# Exercise details
Omit every picture. Return all other data as it stands.

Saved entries
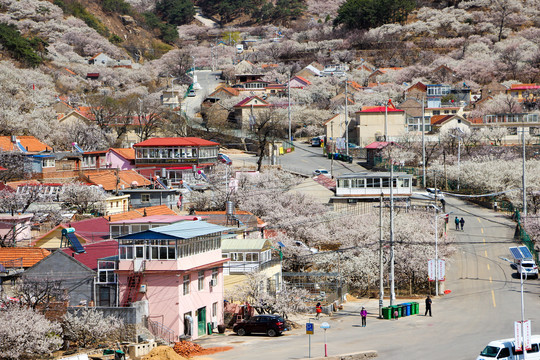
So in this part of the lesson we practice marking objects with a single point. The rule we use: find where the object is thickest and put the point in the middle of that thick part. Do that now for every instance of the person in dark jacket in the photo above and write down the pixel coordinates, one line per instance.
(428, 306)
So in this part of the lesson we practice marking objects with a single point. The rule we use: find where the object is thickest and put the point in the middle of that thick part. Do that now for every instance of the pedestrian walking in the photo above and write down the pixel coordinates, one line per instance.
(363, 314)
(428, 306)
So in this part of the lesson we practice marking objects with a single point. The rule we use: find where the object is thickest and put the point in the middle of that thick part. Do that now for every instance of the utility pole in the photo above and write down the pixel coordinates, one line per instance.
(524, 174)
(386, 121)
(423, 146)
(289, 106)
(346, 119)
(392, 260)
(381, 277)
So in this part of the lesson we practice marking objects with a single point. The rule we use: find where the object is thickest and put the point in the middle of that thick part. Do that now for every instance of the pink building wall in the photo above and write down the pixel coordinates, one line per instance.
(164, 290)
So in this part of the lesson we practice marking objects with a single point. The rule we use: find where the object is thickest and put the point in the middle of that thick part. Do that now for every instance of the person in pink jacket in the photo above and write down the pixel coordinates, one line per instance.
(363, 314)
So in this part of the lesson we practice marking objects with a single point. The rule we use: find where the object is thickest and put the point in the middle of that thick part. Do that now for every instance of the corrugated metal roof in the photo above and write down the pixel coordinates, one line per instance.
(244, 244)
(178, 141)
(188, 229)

# Response below
So in this part of the lesson we practice marking objects with a single point. The rule we use: find where the object is thickest and put the point in the middle of that thick part. Do that now for every instance of the person in dark jacket in the photo above and write down the pixel coordinates, one line per instance.
(428, 306)
So in this part of the lesson we practice marking objects with a single point. The rule we use: find where the object is thickest and put the point in the middle of that thick part. Do that now for every instance of the pedestrian walking in the photo above and write down the pixel coordinates, one line per instance.
(363, 314)
(428, 306)
So in this part of the lesson we practice marking objects with a single point. The rule we use: find where the object is thickest and put the point in the middle of that thick part. Do that now for every instance of the utility pole in the photo above and write down the pixel coordinates, one line per instance.
(524, 174)
(386, 121)
(423, 146)
(289, 106)
(346, 119)
(392, 260)
(381, 277)
So in this part of the lesson we practice marking objects with a single point. The rule we use: find where the object is thickest and put the point in the middle of that thick part. Do that now for every instance of the pink building wall in the photo above and write down the pixel coordinates, one line per instance.
(164, 290)
So in this part of the lesson we practice marking objects with a single point. The rule we use: find where the object is thickest and put the point in the middle of that thick part. Do that now for every instance of the person in pink jacket in the photo above and write down the pixel coordinates, one line per instance.
(363, 314)
So in this part of the lesson we practice marking objects with a single point. The rule we use: find where the object is thickest and put the point in the middle of that thick part. Do that now for every instance of the corrugated metal roof in the photo above and write down the pixel coordinates, one line per instance.
(244, 244)
(178, 141)
(188, 229)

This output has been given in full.